#### [What you have to do]
Rewrite all of the rows below as a Markdown table with two columns, No. and Text, putting a line number under No. and each line under Text, and skipping blank lines. Omit the pictures from the answer.

[START Data for processing]

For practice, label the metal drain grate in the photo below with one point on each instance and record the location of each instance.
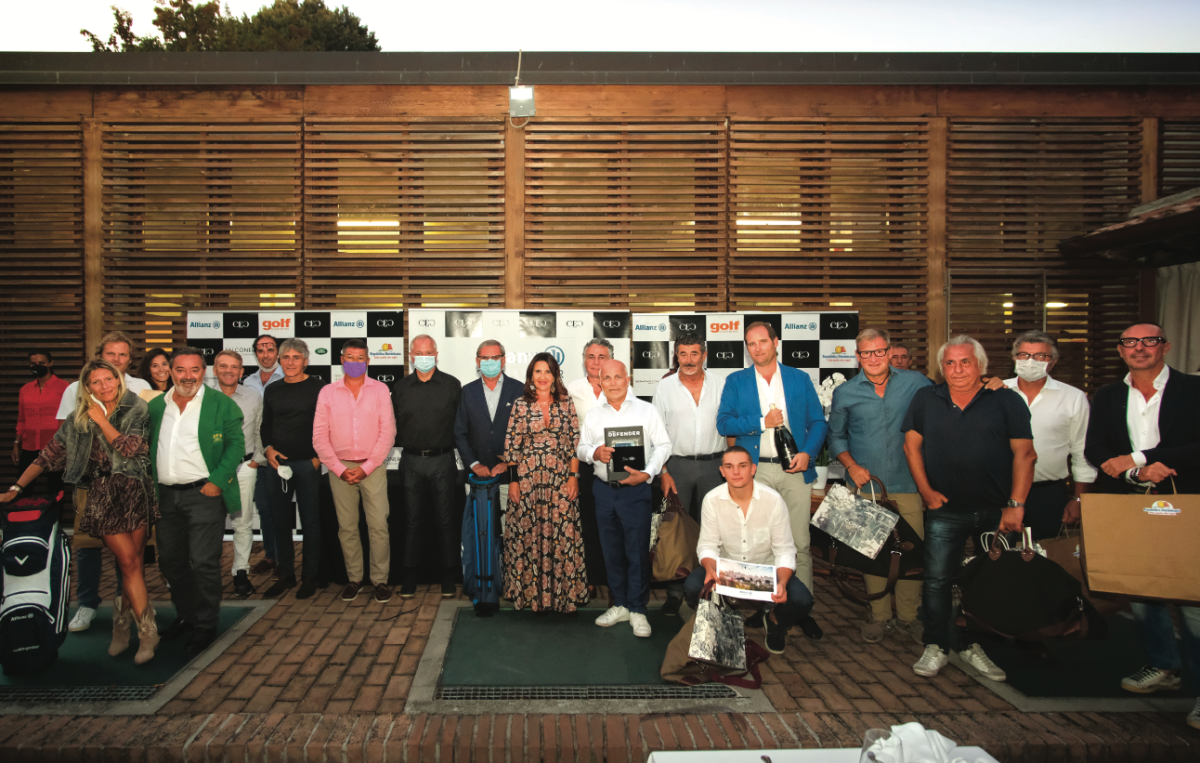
(58, 695)
(504, 694)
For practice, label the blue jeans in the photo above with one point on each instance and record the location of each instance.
(304, 485)
(946, 535)
(1158, 636)
(798, 605)
(623, 516)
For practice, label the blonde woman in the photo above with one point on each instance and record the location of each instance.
(103, 448)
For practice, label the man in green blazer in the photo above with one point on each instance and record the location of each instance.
(196, 444)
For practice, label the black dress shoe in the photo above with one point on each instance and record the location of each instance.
(241, 584)
(175, 629)
(201, 640)
(810, 628)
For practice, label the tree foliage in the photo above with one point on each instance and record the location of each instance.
(286, 25)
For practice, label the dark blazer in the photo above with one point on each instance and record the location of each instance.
(1179, 426)
(477, 436)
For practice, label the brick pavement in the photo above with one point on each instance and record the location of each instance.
(327, 680)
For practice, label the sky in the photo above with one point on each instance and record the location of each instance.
(700, 25)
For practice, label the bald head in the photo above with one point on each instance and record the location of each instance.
(615, 382)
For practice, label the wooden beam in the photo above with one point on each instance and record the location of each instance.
(514, 216)
(93, 234)
(939, 320)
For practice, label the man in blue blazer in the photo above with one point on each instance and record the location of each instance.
(747, 414)
(483, 418)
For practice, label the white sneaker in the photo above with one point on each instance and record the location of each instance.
(1150, 679)
(82, 620)
(930, 662)
(975, 656)
(641, 625)
(613, 616)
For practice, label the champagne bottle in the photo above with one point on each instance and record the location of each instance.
(785, 444)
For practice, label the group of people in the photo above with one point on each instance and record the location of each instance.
(960, 458)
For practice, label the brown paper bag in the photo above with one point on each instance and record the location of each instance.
(1065, 552)
(1143, 546)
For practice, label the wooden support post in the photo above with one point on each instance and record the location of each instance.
(514, 217)
(93, 234)
(939, 161)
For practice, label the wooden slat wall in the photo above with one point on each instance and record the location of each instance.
(1179, 157)
(1015, 187)
(403, 214)
(41, 247)
(625, 214)
(198, 216)
(832, 215)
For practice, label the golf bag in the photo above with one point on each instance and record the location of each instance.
(481, 545)
(36, 586)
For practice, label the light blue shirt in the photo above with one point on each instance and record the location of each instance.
(869, 426)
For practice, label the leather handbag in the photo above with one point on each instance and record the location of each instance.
(673, 557)
(1023, 595)
(900, 558)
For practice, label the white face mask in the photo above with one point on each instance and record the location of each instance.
(1032, 370)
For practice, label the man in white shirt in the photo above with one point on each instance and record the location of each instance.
(623, 505)
(745, 521)
(688, 402)
(1059, 416)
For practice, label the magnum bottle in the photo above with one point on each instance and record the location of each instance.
(785, 444)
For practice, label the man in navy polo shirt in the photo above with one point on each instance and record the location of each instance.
(971, 455)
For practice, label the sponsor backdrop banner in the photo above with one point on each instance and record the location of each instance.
(820, 343)
(523, 334)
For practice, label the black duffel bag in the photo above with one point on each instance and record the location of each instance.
(1023, 595)
(901, 558)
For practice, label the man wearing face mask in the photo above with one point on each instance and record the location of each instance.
(353, 432)
(1059, 415)
(426, 402)
(36, 424)
(483, 418)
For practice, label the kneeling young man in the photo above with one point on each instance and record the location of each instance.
(745, 521)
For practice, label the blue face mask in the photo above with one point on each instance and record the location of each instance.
(490, 368)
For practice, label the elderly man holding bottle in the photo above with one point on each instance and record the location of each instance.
(760, 407)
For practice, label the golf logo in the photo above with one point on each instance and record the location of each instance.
(1162, 509)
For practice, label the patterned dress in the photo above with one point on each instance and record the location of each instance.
(543, 542)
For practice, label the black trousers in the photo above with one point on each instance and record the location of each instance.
(431, 496)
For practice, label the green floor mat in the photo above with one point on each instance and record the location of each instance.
(1079, 668)
(84, 661)
(522, 649)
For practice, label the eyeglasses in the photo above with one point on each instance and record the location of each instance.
(1147, 341)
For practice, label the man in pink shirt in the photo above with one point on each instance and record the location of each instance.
(353, 432)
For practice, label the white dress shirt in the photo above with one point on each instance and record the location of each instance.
(66, 407)
(691, 426)
(179, 458)
(1141, 416)
(769, 394)
(634, 412)
(762, 535)
(1059, 416)
(583, 397)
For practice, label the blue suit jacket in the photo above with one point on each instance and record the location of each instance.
(475, 434)
(739, 414)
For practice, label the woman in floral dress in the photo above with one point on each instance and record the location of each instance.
(543, 544)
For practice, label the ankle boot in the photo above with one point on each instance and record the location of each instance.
(123, 622)
(148, 636)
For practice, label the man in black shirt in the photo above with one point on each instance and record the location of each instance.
(971, 455)
(426, 402)
(288, 412)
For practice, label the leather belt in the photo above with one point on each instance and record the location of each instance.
(427, 454)
(186, 486)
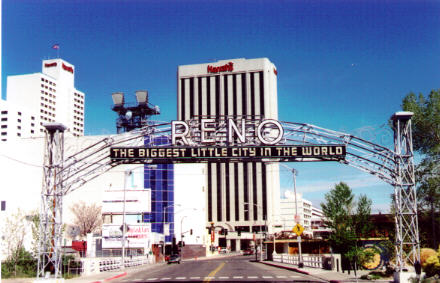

[END Data for processing]

#### [Task output]
| No. | Text |
|---|---|
| 1 | For practice, label the metal drain grate in the photo below with one point on each instance and record the location of each instance. |
| 2 | (58, 695) |
| 3 | (504, 694) |
| 4 | For practice, label the blue jeans in the photo above with one point on each instance and record the location of each instance. |
| 5 | (304, 485) |
| 6 | (946, 535) |
| 7 | (1158, 636) |
| 8 | (798, 605) |
| 9 | (623, 516) |
| 10 | For practice, label the blonde woman in the photo above with one point on each instance and record the location of each instance. |
| 11 | (103, 448) |
| 12 | For practice, label the man in green blazer in the photo above with one point on each instance and record the location of each instance. |
| 13 | (196, 444) |
| 14 | For practice, label the black dress shoe in the photo above with one point on each instance and record the location of each instance. |
| 15 | (241, 584) |
| 16 | (175, 629) |
| 17 | (201, 640) |
| 18 | (810, 628) |
| 19 | For practice, label the tree foliage in the photo above with one point on each instance and record the location of each instance. |
| 20 | (286, 25) |
| 21 | For practice, label the dark blazer in the photo above with one point on each instance and record the location of each instance. |
| 22 | (1179, 426) |
| 23 | (477, 436) |
| 24 | For practice, label the brick pavement in the photo above with one point on each instance and record the location of each instance. |
| 25 | (327, 680) |
| 26 | For practice, label the sky in the photo above with one point on each instance and record the location of each instance. |
| 27 | (700, 25) |
| 28 | For practice, label the bald head in the photo above with one point on each instance and record the location of each instance. |
| 29 | (615, 382) |
| 30 | For practice, label the wooden beam in the photo above with one point on each instance and record the location of each instance. |
| 31 | (514, 216) |
| 32 | (93, 234) |
| 33 | (939, 320) |
| 34 | For practice, label the man in blue blazer in the photo above with one point on each instance and record the location of each instance. |
| 35 | (747, 414) |
| 36 | (483, 418) |
| 37 | For practice, label the white sneaker in the photo above with one point on each instance and record the location of each instance. |
| 38 | (1150, 679) |
| 39 | (82, 620) |
| 40 | (930, 662) |
| 41 | (975, 656) |
| 42 | (641, 625) |
| 43 | (613, 616) |
| 44 | For practice, label the champagne bottle in the photo above with one point on each instance and record the location of each instance. |
| 45 | (785, 444) |
| 46 | For practice, label the group of people in the photo above with one point on each instance and record the location of each instance. |
| 47 | (960, 458) |
| 48 | For practice, label the brown paper bag in the photo above with one point on each instance and record the location of each instance. |
| 49 | (1065, 552) |
| 50 | (1143, 546) |
| 51 | For practice, label the wooden support post in the photo above with one point on each instance and record the location of each instance. |
| 52 | (514, 217) |
| 53 | (93, 234) |
| 54 | (939, 161) |
| 55 | For practice, label the wooden slat wall in the photo above with one point on each instance and record the location of each instance. |
| 56 | (1179, 157) |
| 57 | (1015, 187) |
| 58 | (403, 214) |
| 59 | (41, 247) |
| 60 | (625, 214) |
| 61 | (198, 216) |
| 62 | (832, 215) |
| 63 | For practice, label the golf bag in the photo above with one point on each instance and record the location of each instance. |
| 64 | (481, 545) |
| 65 | (36, 586) |
| 66 | For practice, label the light blue shirt in the photo above with one point on each instance and record the location of each instance. |
| 67 | (869, 426) |
| 68 | For practice, label the leather handbag in the photo above with one point on each instance and record the location of each instance. |
| 69 | (673, 557) |
| 70 | (1023, 595) |
| 71 | (900, 558) |
| 72 | For practice, label the white face mask in the photo above with one point on each instance and record the location of each instance. |
| 73 | (1032, 370) |
| 74 | For practice, label the man in white shirt in the photo above with one point on each instance and record the location of each instance. |
| 75 | (623, 505) |
| 76 | (745, 521) |
| 77 | (688, 402) |
| 78 | (1059, 416) |
| 79 | For practice, label the magnum bottle in the photo above with one point on each instance and record the location of each instance. |
| 80 | (785, 444) |
| 81 | For practice, label the man in navy polo shirt in the photo above with one point on each instance and record the location of each instance. |
| 82 | (971, 455) |
| 83 | For practice, label the sponsor backdrop banner in the photo above with one point on each instance and record the location of each instance. |
| 84 | (820, 343) |
| 85 | (523, 334) |
| 86 | For practice, label the black duffel bag in the photo above with one point on each instance and record the location of each instance. |
| 87 | (1023, 595) |
| 88 | (901, 558) |
| 89 | For practice, label the man wearing face mask in the photo above with one point on each instance and record the location of each instance. |
| 90 | (353, 432) |
| 91 | (1059, 415) |
| 92 | (426, 402) |
| 93 | (36, 424) |
| 94 | (483, 418) |
| 95 | For practice, label the kneeling young man in the photo above with one point on each instance and record the location of each instance. |
| 96 | (745, 521) |
| 97 | For practice, label the blue face mask in the photo above with one point on each instance and record the location of each instance. |
| 98 | (490, 368) |
| 99 | For practice, label the elderly man holding bottle in the photo above with one point on each instance and record the location of each instance. |
| 100 | (760, 407) |
| 101 | For practice, label the golf logo in the photo above with one point on each instance and record the location of each instance. |
| 102 | (1162, 509) |
| 103 | For practice, label the patterned dress in the photo above with one point on each instance and record the location of each instance. |
| 104 | (543, 542) |
| 105 | For practice, label the black trousers in the photo above with one point on each instance and record the location of each instance. |
| 106 | (431, 496) |
| 107 | For practice, label the green floor mat in the photo above with one point on each instance and record the location of each instance. |
| 108 | (1079, 668) |
| 109 | (84, 661) |
| 110 | (522, 649) |
| 111 | For practice, label the eyeglasses in the photo above with one point on each instance and record the location of each instance. |
| 112 | (1147, 341) |
| 113 | For practice, label the man in pink shirt in the photo above with one point on each instance and record the location of each instance. |
| 114 | (353, 432) |
| 115 | For practice, label the white dress shirt in the photo above with one point on each instance and record the location of each instance. |
| 116 | (66, 407) |
| 117 | (691, 426) |
| 118 | (179, 458) |
| 119 | (1141, 416) |
| 120 | (769, 394) |
| 121 | (634, 412) |
| 122 | (762, 535) |
| 123 | (1059, 416) |
| 124 | (583, 397) |
| 125 | For practice, label the blue suit jacket in the photo above with one point on each instance and record the location of each instance. |
| 126 | (475, 434) |
| 127 | (739, 414) |
| 128 | For practice, label the woman in floral dress in the photo above with one point on each instance and record the location of each instance. |
| 129 | (543, 544) |
| 130 | For practice, label the ankle boot in the photo above with one point on each instance and record the location of each instance. |
| 131 | (123, 622) |
| 132 | (148, 636) |
| 133 | For practice, label the man in black shirt in the photo above with one point on each instance and record the location of each instance. |
| 134 | (971, 455) |
| 135 | (426, 402) |
| 136 | (288, 412) |
| 137 | For practice, label the leather belt in the photo above with one point on each instance and record the location of each instance. |
| 138 | (427, 454) |
| 139 | (186, 486) |